### Data for the task

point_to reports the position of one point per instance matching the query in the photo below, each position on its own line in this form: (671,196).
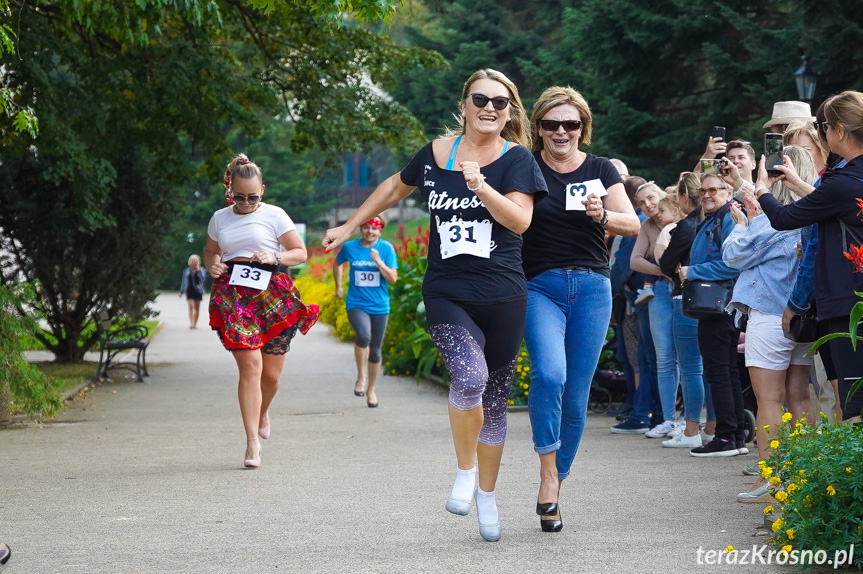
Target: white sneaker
(661,430)
(683,441)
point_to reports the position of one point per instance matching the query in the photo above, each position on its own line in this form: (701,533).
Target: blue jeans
(568,312)
(695,388)
(647,395)
(663,343)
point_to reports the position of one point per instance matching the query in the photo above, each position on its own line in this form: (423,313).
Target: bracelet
(477,188)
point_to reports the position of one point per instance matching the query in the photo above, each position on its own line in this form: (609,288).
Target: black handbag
(705,299)
(804,327)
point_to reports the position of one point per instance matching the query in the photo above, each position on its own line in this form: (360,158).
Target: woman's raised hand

######

» **Exercise brief**
Your copy of the data should match it exactly, apart from the images, which are omitted.

» **Exercise output**
point_to reports the position of one point per instance matching the query in the photo below, each position on its own line in this form: (671,196).
Target: white sneaker
(661,430)
(683,441)
point_to reports the position of one point per instance matching the query in the photo above, each position on its own line in this form: (701,533).
Target: blue jeans
(568,312)
(695,388)
(647,395)
(663,343)
point_to reports the position of one point per instance matching the query in the photo above, each position on its own line in this form: (423,313).
Target: bracelet
(477,188)
point_to reports the position of one point per instance matching the query in the photo above, each position on its own line in this form: (609,288).
Target: black handbag
(705,299)
(804,327)
point_to reports the position of one point per instance matching the query in the photo above, each position on its own line in this form: (360,158).
Target: woman's raised hand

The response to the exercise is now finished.